* Brief: What you write should be an exact copy of the material, from its first line through the line containing "# drop a point on every instance of the power".

________

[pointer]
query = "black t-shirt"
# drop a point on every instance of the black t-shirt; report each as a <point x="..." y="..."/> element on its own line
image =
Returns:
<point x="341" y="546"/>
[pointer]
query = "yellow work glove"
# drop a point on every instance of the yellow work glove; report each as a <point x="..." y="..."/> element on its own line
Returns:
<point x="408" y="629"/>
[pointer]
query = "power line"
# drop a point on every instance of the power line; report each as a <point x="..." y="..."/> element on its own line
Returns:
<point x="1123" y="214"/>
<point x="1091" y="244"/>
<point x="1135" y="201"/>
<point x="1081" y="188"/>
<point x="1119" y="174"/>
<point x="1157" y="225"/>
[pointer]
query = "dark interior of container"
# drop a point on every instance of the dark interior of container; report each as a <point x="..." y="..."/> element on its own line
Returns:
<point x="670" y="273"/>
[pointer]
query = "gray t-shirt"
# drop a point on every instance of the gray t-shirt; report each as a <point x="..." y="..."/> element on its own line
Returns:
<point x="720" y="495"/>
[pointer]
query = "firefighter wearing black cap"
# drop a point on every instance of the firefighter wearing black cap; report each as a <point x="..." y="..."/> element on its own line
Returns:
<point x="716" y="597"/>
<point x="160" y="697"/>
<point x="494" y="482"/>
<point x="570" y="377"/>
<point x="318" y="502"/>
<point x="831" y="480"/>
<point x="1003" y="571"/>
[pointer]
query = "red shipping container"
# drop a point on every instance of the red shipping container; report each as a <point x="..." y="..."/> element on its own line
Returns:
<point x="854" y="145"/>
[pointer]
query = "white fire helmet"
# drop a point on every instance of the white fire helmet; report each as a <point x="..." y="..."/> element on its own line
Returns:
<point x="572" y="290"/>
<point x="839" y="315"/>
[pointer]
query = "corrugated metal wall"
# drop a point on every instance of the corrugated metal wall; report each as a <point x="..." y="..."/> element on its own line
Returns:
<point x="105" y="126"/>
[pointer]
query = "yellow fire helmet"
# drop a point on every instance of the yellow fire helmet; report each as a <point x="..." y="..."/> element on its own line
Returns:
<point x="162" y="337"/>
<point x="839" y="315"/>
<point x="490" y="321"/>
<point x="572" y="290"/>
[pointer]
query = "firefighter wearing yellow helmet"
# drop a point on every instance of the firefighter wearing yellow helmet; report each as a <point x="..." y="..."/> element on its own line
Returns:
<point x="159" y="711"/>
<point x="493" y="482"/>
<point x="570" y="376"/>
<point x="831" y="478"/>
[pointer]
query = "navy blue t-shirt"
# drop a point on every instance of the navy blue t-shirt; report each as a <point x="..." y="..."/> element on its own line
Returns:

________

* Reply:
[pointer]
query = "black t-shirt"
# drop a point on every instance of the black t-shirt; report each as a <point x="..." y="..."/> element on its own line
image =
Returns:
<point x="341" y="546"/>
[pointer]
query = "yellow work glove"
# drop a point on every instance of the yellow work glove; report each as a <point x="..." y="..."/> element on its own line
Returns:
<point x="408" y="629"/>
[pointer]
query = "power line"
# drop a point on every instance of the power line; report each as a <point x="..." y="..."/> element on its own line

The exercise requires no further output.